So we can say the market is infected and so are the multitudes using brands which rely on cheating religionists for their business and support.

The founder of the International Society for Krishna Consciousness, ISKCON, A.C. Bhaktivedanta Swami Prabhupada, called the Sai Baba a ‘charlatan’ (or cheat) and cautioned the people against these kind of godmen who call themselves God to fool the public. New Delhi and via the country’s capital, many areas of trade and commerce are affected by such ‘religious’ cheaters. In fact a lot many people are ill in New Delhi and do not know the real reason behind how they are getting ill. Skin disease, gastric ailments, baldness, mental illness, acute behavioral problems even among young children etc. are common maladies in the last decade or so. Medical bodies must do some study on the health trends of the masses based on such leads, as the country could get affected on an epidemic-like scale. An example not directly related to New Delhi but relevant all the same is an questionnaire survey of 10,000 primary school-children, parents and teachers in Ajmer which reported behavior problems in 38% of 6199 children.

Another example is the number of people affected by skin disease all over their bodies. Every time the writer went out of his place in New Delhi over the past two years he saw at least a few people who have this disease. This disease is very prominent in New Delhi and the Sai Baba group, and other such groups, are almost entirely to be blamed for this. It is difficult to buy from any shop which does not have the Sai Baba displayed in their shops, and especially buying foodstuff from anywhere is impossible without the presence of this godman’s portraits. In the bargain what the shoppers are getting is disease of many kinds due to overexposure to such portraits and people of this group. Hospitals also have such a scenario. A recent report in the Times of India found that the Sai Baba ‘temple’ has a annual turnover of Rs. 1000 crores, and one can imagine the kind of mischief this group can do with that kind of money.

> [Extracted data]:
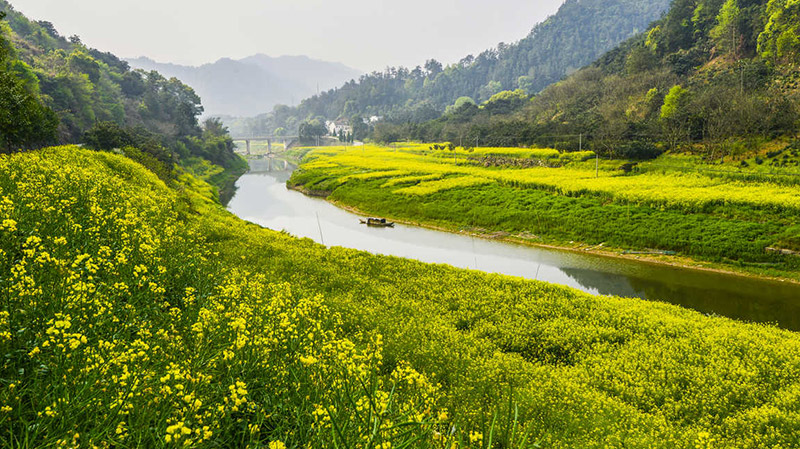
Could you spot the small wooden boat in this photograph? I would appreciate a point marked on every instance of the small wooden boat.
(377, 222)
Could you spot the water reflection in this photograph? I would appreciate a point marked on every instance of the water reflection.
(263, 198)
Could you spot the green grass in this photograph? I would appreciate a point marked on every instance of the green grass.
(281, 339)
(659, 207)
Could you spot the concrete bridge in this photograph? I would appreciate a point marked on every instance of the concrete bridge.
(286, 140)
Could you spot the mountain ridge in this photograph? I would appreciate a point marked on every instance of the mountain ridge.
(261, 81)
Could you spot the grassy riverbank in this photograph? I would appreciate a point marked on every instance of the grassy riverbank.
(713, 218)
(139, 315)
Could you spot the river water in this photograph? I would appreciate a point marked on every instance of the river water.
(262, 198)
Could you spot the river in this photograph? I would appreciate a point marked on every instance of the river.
(262, 198)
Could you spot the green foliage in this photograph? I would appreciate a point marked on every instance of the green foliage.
(24, 121)
(726, 33)
(506, 102)
(85, 86)
(780, 40)
(170, 290)
(653, 206)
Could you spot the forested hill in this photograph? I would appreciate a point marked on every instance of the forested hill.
(716, 76)
(55, 89)
(255, 84)
(575, 36)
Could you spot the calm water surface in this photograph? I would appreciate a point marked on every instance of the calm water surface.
(262, 198)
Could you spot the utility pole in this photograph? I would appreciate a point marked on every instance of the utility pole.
(596, 165)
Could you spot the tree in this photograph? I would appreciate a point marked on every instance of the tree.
(433, 67)
(311, 130)
(725, 34)
(506, 102)
(780, 40)
(24, 121)
(675, 116)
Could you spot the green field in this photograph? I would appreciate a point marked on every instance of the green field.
(138, 315)
(723, 215)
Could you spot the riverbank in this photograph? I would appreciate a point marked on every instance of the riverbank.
(527, 206)
(575, 247)
(181, 295)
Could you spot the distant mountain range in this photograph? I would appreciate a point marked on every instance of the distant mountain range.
(253, 85)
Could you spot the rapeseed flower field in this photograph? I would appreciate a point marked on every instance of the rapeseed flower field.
(561, 197)
(133, 314)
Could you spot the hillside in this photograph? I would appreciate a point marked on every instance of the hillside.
(57, 90)
(726, 218)
(575, 36)
(717, 78)
(255, 84)
(146, 316)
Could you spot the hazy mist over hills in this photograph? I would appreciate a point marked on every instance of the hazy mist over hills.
(255, 84)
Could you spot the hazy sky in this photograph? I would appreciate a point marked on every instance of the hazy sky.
(365, 34)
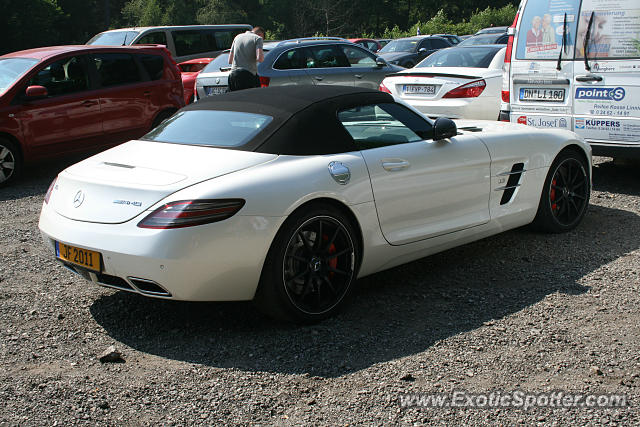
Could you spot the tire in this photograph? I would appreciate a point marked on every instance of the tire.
(565, 195)
(10, 162)
(305, 278)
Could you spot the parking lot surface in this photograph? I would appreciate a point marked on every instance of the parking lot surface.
(517, 311)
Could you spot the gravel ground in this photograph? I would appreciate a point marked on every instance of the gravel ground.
(518, 311)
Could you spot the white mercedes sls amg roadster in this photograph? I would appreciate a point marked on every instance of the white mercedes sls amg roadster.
(287, 195)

> [Problem set]:
[a] How would you put this sentence from the passage into Spanish: "Medical bodies must do some study on the health trends of the masses based on such leads, as the country could get affected on an epidemic-like scale."
[b] Do these statements agree with the passage? Answer yes or no for each and quote the deciding words.
(i) The Ajmer survey reported behavior problems in 38% of 6199 children.
(ii) The Ajmer survey was carried out in New Delhi.
(iii) The Times of India report gave the Sai Baba "temple" an annual turnover of Rs. 1000 crores.
None of the lines are needed for this.

> [Task responses]:
[a] Los organismos médicos deben realizar algún estudio sobre las tendencias de salud de la población a partir de tales indicios, ya que el país podría verse afectado a una escala similar a la de una epidemia.

[b]
(i) Yes: "reported behavior problems in 38% of 6199 children"
(ii) No: "An example not directly related to New Delhi" and "in Ajmer"
(iii) Yes: "has a annual turnover of Rs. 1000 crores"